> [Excerpts from a segmentation dataset]:
>>>

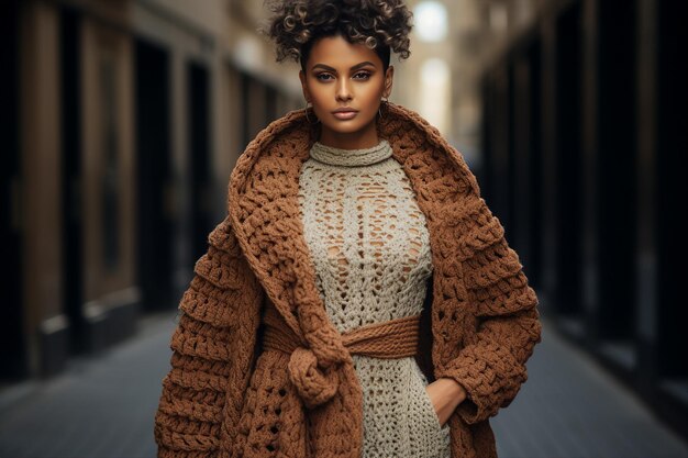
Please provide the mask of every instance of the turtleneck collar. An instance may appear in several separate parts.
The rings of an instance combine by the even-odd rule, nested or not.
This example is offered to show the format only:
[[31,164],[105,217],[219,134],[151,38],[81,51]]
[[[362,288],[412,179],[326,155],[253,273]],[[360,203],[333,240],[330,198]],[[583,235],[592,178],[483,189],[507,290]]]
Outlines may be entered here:
[[315,142],[310,155],[313,159],[332,166],[356,167],[369,166],[382,161],[392,155],[391,145],[381,139],[375,146],[362,149],[342,149]]

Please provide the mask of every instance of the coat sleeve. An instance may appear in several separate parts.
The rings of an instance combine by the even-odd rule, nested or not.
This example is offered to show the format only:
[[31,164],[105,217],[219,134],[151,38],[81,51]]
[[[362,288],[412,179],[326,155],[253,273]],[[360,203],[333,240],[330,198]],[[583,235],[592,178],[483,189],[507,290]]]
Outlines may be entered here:
[[467,398],[455,413],[478,423],[508,406],[528,379],[525,361],[541,342],[539,303],[523,273],[518,254],[492,215],[474,181],[459,232],[458,265],[467,306],[477,332],[467,335],[458,355],[437,377],[464,387]]
[[179,303],[154,436],[159,457],[214,457],[235,425],[254,362],[263,290],[229,215],[208,236]]

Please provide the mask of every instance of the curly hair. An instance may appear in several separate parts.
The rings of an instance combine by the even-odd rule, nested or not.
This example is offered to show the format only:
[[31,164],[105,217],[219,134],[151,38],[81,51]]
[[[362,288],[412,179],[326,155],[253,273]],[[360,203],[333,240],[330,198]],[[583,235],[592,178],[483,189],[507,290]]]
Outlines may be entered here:
[[273,12],[259,30],[275,41],[277,62],[292,58],[306,67],[313,44],[341,34],[374,49],[385,69],[390,49],[406,59],[413,13],[403,0],[266,0]]

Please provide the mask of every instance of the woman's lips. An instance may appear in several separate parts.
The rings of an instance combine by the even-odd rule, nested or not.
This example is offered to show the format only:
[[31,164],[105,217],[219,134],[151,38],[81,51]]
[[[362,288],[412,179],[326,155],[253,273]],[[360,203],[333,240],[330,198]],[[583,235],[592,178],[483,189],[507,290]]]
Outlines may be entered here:
[[355,118],[356,114],[358,114],[358,112],[357,111],[335,111],[332,114],[334,114],[334,118],[336,118],[337,120],[351,120]]

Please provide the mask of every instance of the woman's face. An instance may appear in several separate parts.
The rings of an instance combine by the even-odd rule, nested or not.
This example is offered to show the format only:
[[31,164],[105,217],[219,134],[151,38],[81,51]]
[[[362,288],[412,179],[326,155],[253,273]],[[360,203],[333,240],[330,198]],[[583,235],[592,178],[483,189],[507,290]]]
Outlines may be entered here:
[[303,97],[322,123],[320,143],[344,149],[377,145],[376,115],[391,92],[392,76],[393,67],[385,74],[382,60],[367,46],[340,35],[320,38],[306,72],[299,72]]

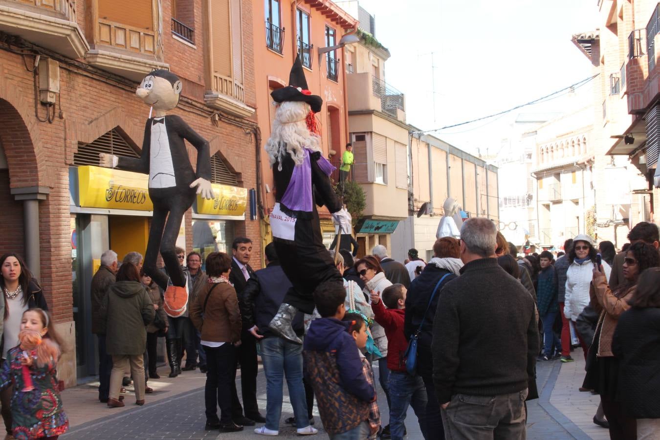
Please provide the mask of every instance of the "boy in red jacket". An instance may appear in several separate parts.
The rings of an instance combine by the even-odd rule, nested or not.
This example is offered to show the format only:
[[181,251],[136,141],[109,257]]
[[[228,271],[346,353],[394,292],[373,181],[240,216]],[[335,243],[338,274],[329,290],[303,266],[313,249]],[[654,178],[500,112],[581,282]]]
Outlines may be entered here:
[[[387,368],[389,369],[389,426],[392,440],[403,440],[408,406],[417,416],[424,438],[426,417],[426,389],[421,376],[411,376],[406,371],[405,355],[408,341],[403,334],[406,293],[403,284],[393,284],[385,289],[380,300],[378,292],[371,292],[372,309],[376,321],[385,329],[387,337]],[[383,304],[384,303],[384,304]],[[387,308],[385,308],[387,307]]]

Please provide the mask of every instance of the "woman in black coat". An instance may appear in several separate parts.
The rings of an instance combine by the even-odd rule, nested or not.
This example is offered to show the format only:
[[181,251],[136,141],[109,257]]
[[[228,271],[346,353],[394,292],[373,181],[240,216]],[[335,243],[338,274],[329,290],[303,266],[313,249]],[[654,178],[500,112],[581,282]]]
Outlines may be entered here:
[[[436,397],[435,387],[431,378],[433,373],[431,340],[432,338],[433,320],[438,305],[438,297],[442,286],[456,278],[463,263],[458,259],[460,253],[459,241],[452,237],[438,239],[433,245],[434,257],[422,270],[422,273],[411,282],[406,295],[405,317],[403,332],[410,340],[420,328],[417,342],[417,374],[422,377],[426,387],[428,401],[426,403],[426,428],[430,435],[427,440],[444,439],[444,429],[440,416],[440,406]],[[444,280],[438,288],[438,291],[429,305],[431,296],[436,286],[444,276]],[[427,313],[428,308],[428,313]]]
[[617,394],[637,419],[637,438],[653,439],[660,432],[660,268],[642,273],[630,302],[612,340],[620,361]]

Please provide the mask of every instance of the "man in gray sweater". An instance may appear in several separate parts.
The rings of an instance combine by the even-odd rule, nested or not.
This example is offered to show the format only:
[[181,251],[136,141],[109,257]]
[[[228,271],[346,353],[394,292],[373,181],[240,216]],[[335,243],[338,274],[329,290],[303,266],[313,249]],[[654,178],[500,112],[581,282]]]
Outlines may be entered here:
[[447,438],[525,438],[525,400],[536,393],[535,305],[491,258],[496,233],[487,218],[463,224],[465,266],[438,298],[433,382]]

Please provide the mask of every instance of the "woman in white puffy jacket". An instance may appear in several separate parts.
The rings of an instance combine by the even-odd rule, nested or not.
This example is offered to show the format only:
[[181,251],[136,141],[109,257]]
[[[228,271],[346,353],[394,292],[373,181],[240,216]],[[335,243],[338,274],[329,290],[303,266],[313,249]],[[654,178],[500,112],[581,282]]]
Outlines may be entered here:
[[[564,303],[564,315],[566,319],[573,321],[574,325],[579,314],[589,305],[589,289],[593,278],[595,258],[596,249],[593,247],[591,237],[583,234],[577,236],[573,240],[573,249],[568,253],[571,265],[566,272],[566,294]],[[605,261],[601,264],[605,276],[609,279],[612,268]],[[579,334],[576,332],[576,334],[586,359],[589,347],[582,340]]]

<<<

> [Exercise requirements]: Count the lines in the entries above that contain the word "several". Reply with the number alone.

> [Answer to this task]: 9